+++ ТЕКСТ ДЛЯ ЧТЕНИЯ +++
Стихи Марии даже и сравнить не с чем: они — как жизнь — радостные и печальные, легкомысленные и глубокие, тихие и «кричащие». В них много внимательности, приязни по отношению к жизни, доброты, душевной щедрости. Есть в них какая-то детская искорка, лирическая героиня словно бы и не начинала жить «по-взрослому», а только ищет какие-то тропки, идёт, боится и любит, светит и поёт свою песенку, которая не всегда ровная, но всегда искренняя. 28 июня Мария дала интервью нашему каналу на пляже, между заходами в море.
***
— Маша, самый первый, который помнишь, и самый счастливый эпизод твоего детства — опиши их вкратце. Или не вкратце.
— Самое раннее воспоминание, наверное, из яслей, там меня фотографировали, а я испугалась и плакала.
Когда думаю про самый счастливый эпизод, многое вспоминается, но есть одна картинка, которая не наслаивается ни на какие фотографии или рассказы других людей, незамутненная. Я летом у бабушки в Речице (Белоруссия), вышла во двор. Там стоит такая выбивалка для ковров, на ней дети постоянно лазали. Пахнет свежим хлебом — напротив бабушкиного дома хлебозавод. Я залезаю на выбивалку и повисаю вниз головой без рук, у меня впервые так получилось, и это очень радостно. И моя ловкость, и лето, и запах, и дедушка на балконе, который ворчит, мол, девочкам так неприлично себя вести.
— Лучшая, с твоей точки зрения, работа как выглядит? Для меня, например, это работа библиотекарем или дворником.
— Одно время я мечтала работать продавцом в книжном или игрушечном магазине.
— Почему некоторые люди никого не любят, как ты думаешь?
— Может быть, их не любили. Или не научили любить. Но это же встроенная функция... Сломалось что-то в них. Тяжело никого не любить.
— Для чего надо читать художественные тексты?
— А для чего разговаривать с людьми? Художественные тексты, помимо общения, дают много: и грамотность, и словарный запас, и кругозор, и любопытство будят, а главное — душу питают. Особенно в детстве и отрочестве это важно. Хотя нет, всегда. Иначе засохнет душа.
— Что тебе даёт написание стихотворений и вообще текстов?
— Себя понять, с другими поделиться, своих найти. И радостно, когда получается что-то. Иногда что-то выплеснуть надо, когда накопились эмоции и некуда деть...
— А с чего началась твоя поэзия, помнишь?
— Первое стихотворение помню, лет в восемь написанное, по пути в школу. Но тогда я не начала писать. Лет в тринадцать пришло, а с чего... Скорее всего, подражательно, классиков в школе начиталась — вот и сама стала пробовать.
+++ ПРЕДОСТАВЛЕННЫЙ МАТЕРИАЛ +++
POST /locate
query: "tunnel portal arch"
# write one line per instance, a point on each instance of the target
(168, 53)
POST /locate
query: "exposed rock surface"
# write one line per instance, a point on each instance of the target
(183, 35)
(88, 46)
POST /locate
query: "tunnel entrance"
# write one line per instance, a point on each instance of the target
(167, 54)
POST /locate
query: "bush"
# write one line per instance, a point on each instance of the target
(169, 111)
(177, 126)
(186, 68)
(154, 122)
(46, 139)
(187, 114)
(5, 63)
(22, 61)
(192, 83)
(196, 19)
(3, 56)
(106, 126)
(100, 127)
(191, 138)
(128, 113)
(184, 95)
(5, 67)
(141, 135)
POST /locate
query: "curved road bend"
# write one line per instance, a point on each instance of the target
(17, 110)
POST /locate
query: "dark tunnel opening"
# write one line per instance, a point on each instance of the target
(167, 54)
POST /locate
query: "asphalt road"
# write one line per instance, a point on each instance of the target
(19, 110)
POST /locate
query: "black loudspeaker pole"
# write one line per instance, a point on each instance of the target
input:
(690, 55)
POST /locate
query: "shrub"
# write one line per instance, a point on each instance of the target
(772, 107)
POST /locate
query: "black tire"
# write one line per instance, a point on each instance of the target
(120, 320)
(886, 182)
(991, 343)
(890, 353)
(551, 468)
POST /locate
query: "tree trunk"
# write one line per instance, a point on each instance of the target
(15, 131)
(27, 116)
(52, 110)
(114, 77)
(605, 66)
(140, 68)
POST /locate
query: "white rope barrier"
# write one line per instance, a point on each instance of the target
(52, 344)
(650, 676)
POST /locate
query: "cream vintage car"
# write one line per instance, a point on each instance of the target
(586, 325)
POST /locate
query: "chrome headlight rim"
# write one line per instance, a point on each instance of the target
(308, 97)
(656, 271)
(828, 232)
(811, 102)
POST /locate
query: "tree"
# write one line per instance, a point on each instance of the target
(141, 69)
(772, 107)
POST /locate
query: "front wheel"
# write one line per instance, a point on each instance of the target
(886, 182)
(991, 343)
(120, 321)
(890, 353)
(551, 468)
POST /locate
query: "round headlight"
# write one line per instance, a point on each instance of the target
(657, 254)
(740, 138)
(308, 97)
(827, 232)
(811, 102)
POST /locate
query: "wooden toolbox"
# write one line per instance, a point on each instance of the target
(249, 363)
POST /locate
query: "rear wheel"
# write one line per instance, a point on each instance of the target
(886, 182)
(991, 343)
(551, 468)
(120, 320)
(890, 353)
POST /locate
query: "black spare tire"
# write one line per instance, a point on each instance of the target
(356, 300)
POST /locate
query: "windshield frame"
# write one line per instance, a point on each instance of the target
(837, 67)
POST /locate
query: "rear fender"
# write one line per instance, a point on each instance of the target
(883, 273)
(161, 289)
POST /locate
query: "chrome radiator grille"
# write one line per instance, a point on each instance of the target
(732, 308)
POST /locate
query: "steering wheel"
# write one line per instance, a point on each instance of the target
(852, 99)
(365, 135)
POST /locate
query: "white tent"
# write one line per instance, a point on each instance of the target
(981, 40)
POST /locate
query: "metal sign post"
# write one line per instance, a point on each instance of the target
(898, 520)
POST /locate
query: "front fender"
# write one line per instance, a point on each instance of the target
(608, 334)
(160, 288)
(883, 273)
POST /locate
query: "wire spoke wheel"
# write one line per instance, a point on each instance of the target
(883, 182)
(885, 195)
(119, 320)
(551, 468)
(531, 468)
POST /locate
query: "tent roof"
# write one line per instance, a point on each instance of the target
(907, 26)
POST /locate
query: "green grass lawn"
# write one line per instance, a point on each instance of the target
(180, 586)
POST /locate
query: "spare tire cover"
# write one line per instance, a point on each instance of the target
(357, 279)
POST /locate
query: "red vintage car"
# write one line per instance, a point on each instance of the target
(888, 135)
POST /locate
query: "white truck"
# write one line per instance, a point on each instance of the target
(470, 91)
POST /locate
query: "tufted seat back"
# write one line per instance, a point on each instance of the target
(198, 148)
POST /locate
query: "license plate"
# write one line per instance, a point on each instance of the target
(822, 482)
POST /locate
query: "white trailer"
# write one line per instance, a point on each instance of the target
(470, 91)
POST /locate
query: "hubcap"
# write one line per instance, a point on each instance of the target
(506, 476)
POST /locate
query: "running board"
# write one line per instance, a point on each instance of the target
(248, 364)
+++
Верните без изменений отрывок интервью, который открывается словами «Когда думаю про» и завершается словами «как ты думаешь?».

▸ **РЕШЕНИЕ ЗАДАНИЯ**:
Когда думаю про самый счастливый эпизод, многое вспоминается, но есть одна картинка, которая не наслаивается ни на какие фотографии или рассказы других людей, незамутненная. Я летом у бабушки в Речице (Белоруссия), вышла во двор. Там стоит такая выбивалка для ковров, на ней дети постоянно лазали. Пахнет свежим хлебом — напротив бабушкиного дома хлебозавод. Я залезаю на выбивалку и повисаю вниз головой без рук, у меня впервые так получилось, и это очень радостно. И моя ловкость, и лето, и запах, и дедушка на балконе, который ворчит, мол, девочкам так неприлично себя вести.
— Лучшая, с твоей точки зрения, работа как выглядит? Для меня, например, это работа библиотекарем или дворником.
— Одно время я мечтала работать продавцом в книжном или игрушечном магазине.
— Почему некоторые люди никого не любят, как ты думаешь?